* [EXERCISE]:
Quote every line below exactly as it reads.

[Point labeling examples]
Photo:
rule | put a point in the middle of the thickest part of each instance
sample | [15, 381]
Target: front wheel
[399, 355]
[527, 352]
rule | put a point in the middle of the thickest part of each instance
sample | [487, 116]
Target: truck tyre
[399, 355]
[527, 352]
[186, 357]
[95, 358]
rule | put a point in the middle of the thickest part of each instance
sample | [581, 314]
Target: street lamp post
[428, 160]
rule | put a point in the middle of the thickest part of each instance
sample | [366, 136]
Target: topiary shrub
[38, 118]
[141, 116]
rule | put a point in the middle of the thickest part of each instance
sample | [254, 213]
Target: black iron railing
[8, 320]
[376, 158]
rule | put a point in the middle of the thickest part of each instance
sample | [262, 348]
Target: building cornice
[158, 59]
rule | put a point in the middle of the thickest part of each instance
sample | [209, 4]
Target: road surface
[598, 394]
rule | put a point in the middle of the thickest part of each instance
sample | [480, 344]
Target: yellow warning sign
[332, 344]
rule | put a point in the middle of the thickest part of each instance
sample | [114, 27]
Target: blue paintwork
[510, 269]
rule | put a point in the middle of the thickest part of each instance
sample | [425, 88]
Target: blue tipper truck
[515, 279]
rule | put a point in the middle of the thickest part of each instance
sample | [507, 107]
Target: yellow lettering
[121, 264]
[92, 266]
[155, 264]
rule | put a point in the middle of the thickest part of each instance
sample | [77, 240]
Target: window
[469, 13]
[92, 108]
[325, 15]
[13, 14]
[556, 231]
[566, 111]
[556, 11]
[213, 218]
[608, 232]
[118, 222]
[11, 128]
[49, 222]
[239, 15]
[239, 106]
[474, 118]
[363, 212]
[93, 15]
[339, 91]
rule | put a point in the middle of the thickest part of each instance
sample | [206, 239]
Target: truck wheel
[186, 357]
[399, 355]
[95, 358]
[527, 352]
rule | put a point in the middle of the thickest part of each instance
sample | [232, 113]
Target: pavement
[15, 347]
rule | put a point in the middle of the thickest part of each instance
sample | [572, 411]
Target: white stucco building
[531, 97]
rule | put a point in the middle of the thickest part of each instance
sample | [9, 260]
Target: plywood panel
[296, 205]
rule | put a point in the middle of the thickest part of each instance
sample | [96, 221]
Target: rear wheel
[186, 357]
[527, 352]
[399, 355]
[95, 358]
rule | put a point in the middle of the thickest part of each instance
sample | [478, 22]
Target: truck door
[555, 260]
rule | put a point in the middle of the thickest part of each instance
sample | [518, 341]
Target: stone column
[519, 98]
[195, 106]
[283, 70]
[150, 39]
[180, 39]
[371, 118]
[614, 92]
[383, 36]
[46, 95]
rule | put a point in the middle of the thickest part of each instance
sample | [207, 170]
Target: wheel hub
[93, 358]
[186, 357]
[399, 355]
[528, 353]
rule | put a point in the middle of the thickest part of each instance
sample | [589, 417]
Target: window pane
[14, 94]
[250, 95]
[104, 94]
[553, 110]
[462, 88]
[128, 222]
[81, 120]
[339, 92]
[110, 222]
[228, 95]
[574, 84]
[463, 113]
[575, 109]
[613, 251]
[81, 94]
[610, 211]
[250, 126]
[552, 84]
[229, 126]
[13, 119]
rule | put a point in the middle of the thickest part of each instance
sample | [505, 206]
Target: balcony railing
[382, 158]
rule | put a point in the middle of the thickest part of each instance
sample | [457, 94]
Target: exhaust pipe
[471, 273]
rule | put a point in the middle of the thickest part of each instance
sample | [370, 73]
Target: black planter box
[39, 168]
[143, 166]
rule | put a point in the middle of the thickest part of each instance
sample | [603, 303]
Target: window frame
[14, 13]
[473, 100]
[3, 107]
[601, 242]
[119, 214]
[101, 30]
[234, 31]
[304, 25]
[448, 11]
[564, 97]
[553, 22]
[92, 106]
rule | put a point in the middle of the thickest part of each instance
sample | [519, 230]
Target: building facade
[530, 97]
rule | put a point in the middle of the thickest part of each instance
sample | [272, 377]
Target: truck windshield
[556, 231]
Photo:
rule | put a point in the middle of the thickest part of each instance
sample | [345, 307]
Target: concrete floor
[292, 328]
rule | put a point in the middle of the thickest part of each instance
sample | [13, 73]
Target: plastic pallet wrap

* [TASK RESPONSE]:
Photo:
rule | put a point in the middle of the thickest part of each instance
sample | [15, 381]
Target: front wheel
[399, 355]
[527, 352]
rule | put a point in the middle of the thickest part of each instance
sample | [487, 116]
Target: truck tyre
[399, 355]
[527, 352]
[186, 357]
[95, 358]
rule | put a point in the middle of the thickest part of each instance
sample | [581, 314]
Target: street lamp post
[428, 160]
rule | put a point in the middle of the thickest part of each instance
sample | [366, 136]
Target: topiary shrub
[38, 118]
[141, 116]
rule | put a point in the middle of the thickest part of each instance
sample | [254, 213]
Target: black iron railing
[8, 320]
[376, 158]
rule | put a point in the middle of the thickest part of each instance
sample | [262, 348]
Target: building cornice
[158, 59]
rule | put a point in the middle of the thickest part of each instance
sample | [209, 4]
Target: road surface
[598, 394]
rule | put a point in the middle of the thickest part of each instance
sample | [480, 344]
Target: yellow warning sign
[332, 344]
rule | put a point in the middle of the thickest part of each instance
sample | [114, 27]
Target: blue paintwork
[510, 269]
rule | put a point in the middle of the thickest part of each instance
sample | [425, 88]
Target: blue tipper truck
[515, 279]
rule | put a point in the middle of the thickest part of each instance
sample | [507, 107]
Target: yellow lettering
[121, 264]
[92, 266]
[155, 264]
rule | put a point in the middle of the thickest part of each instance
sample | [77, 240]
Target: window
[469, 13]
[92, 108]
[325, 15]
[13, 14]
[556, 231]
[566, 111]
[556, 11]
[213, 218]
[608, 232]
[118, 222]
[11, 128]
[49, 222]
[239, 15]
[239, 106]
[474, 118]
[363, 212]
[93, 15]
[339, 91]
rule | put a point in the middle of the thickest part of each instance
sample | [206, 239]
Target: truck wheel
[186, 357]
[399, 355]
[95, 358]
[527, 352]
rule | put a point in the middle of the thickest part of each instance
sample | [232, 113]
Target: pavement
[15, 347]
rule | put a point in the middle of the thickest part of each instance
sample | [572, 411]
Target: white stucco building
[531, 97]
rule | put a point in the middle of the thickest part of each instance
sample | [9, 260]
Target: plywood panel
[296, 205]
rule | put a point in the middle of the thickest part of each instance
sample | [96, 221]
Target: rear wheel
[186, 357]
[527, 352]
[399, 355]
[95, 358]
rule | put a point in the middle of the thickest part of each instance
sample | [478, 22]
Target: truck door
[555, 260]
rule | put a point in the middle of the thickest part of each instance
sample | [518, 341]
Target: stone column
[519, 98]
[195, 106]
[283, 70]
[150, 39]
[180, 39]
[371, 118]
[614, 92]
[383, 36]
[46, 95]
rule | put a point in the middle of the thickest part of each instance
sample | [207, 170]
Target: wheel hub
[93, 358]
[186, 357]
[399, 355]
[528, 353]
rule | put a point in the middle of the thickest part of each instance
sample | [589, 417]
Target: window pane
[14, 94]
[250, 95]
[104, 94]
[553, 110]
[462, 88]
[128, 222]
[81, 120]
[339, 92]
[110, 222]
[228, 95]
[574, 84]
[463, 113]
[575, 109]
[613, 251]
[81, 94]
[610, 211]
[250, 126]
[552, 84]
[229, 126]
[13, 119]
rule | put a point in the middle of the thickest part of each instance
sample | [505, 206]
Target: balcony railing
[382, 158]
rule | put a point in the middle of the thickest part of each instance
sample | [457, 94]
Target: exhaust pipe
[471, 273]
rule | put a point in the middle of the thickest part of each instance
sample | [370, 73]
Target: black planter box
[39, 168]
[143, 166]
rule | put a point in the middle of the thickest part of each instance
sample | [603, 303]
Target: window frame
[14, 13]
[473, 100]
[3, 107]
[601, 242]
[119, 214]
[101, 30]
[234, 31]
[304, 25]
[448, 11]
[564, 97]
[553, 22]
[92, 106]
rule | put a point in the middle of the thickest part of each instance
sample | [519, 230]
Target: building facade
[530, 97]
rule | put a point in the middle of the thickest part of each instance
sample | [272, 377]
Target: truck windshield
[556, 231]
Photo:
rule | put a point in the middle of the thickest part of each instance
sample | [345, 307]
Target: concrete floor
[292, 328]
rule | put a point in the middle of the thickest part of each instance
sample | [13, 73]
Target: plastic pallet wrap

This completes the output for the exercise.